▶ _What you will do_
Copy the rows from the line with "taillight, one point per instance" through the last of the rows, swapping "front bumper" for "front fascia" and leaving everything else unchanged.

(Entries from a dataset)

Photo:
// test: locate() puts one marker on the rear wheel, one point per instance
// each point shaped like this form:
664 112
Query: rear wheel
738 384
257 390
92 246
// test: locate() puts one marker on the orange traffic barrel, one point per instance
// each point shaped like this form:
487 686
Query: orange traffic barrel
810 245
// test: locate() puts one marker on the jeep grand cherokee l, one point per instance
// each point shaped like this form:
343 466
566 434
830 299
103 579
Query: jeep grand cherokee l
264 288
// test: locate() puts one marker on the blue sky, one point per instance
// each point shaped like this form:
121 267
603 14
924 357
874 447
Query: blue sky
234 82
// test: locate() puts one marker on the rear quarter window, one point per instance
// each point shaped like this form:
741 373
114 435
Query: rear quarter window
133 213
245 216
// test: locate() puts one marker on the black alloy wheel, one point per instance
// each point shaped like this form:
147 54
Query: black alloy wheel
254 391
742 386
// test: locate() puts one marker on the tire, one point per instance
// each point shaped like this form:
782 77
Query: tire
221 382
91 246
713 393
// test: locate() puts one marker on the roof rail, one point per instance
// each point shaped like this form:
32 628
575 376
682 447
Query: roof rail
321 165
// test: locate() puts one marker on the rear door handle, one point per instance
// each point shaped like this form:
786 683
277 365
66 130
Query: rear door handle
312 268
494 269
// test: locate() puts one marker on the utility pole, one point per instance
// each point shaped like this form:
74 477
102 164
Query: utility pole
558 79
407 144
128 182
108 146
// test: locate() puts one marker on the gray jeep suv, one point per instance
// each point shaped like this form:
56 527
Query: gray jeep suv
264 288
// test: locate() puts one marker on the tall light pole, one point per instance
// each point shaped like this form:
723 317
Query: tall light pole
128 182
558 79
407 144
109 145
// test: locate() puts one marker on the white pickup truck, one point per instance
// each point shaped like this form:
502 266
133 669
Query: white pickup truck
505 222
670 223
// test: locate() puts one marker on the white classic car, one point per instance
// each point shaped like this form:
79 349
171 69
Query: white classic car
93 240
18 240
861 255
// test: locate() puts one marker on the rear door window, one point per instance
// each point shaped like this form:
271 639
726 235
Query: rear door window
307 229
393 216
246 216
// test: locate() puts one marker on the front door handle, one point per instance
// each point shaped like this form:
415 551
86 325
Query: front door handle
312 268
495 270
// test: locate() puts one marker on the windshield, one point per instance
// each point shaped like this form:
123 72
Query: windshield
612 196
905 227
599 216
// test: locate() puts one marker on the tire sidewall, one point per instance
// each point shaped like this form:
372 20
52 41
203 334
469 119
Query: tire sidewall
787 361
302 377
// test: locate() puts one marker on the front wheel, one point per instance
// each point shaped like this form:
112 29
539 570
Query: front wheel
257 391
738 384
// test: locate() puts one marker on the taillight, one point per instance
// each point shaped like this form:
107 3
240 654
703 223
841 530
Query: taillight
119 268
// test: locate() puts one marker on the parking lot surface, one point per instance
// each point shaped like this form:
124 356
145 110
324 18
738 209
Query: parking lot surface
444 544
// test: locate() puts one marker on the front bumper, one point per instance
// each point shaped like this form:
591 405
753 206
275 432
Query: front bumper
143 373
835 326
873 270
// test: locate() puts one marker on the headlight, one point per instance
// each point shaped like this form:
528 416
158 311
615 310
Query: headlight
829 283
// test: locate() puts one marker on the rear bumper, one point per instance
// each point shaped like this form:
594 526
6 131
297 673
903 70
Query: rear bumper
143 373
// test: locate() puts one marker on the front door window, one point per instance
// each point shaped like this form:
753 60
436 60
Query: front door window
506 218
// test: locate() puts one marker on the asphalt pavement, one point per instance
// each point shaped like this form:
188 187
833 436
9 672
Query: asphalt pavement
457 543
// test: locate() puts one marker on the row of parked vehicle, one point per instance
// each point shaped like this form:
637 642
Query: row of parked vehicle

▶ _Exercise solution_
// test: locate() puts one marker on the taillight, one point per instance
// each point shaped like this form:
107 3
240 654
703 223
841 530
Query: taillight
119 268
// test: locate() puts one marker on the parking lot surface, one point per instance
// each point shaped like this form:
124 356
145 110
324 18
738 209
Query: parking lot surface
444 544
// test: locate() puts one marker on the front fascia, one point per instance
// each point shaped like this form:
591 405
753 206
275 432
Query: front fascia
143 373
835 326
873 270
// test: locate() puts one marker on the headlight, one point per instance
// each point shaped like this form:
528 416
158 311
615 310
Query: headlight
829 283
// test: locate() puts one marker on the rear bumper, one point per instance
// each point shaped like this form:
594 526
6 131
297 673
903 70
Query: rear bumper
143 373
// test: locate() puts one marker on the front door window, one point per instance
// each point shaped like this form:
753 60
436 60
Query: front door window
506 218
// test: locate() puts one marker on the asphalt pavement, one point per instance
// each point shaped like this form:
188 187
833 436
9 672
Query: asphalt pavement
457 543
// test: locate() puts one marker on the row of parked vehicle, one point per instance
// each point shaped like this form:
637 642
Query: row of parked vehicle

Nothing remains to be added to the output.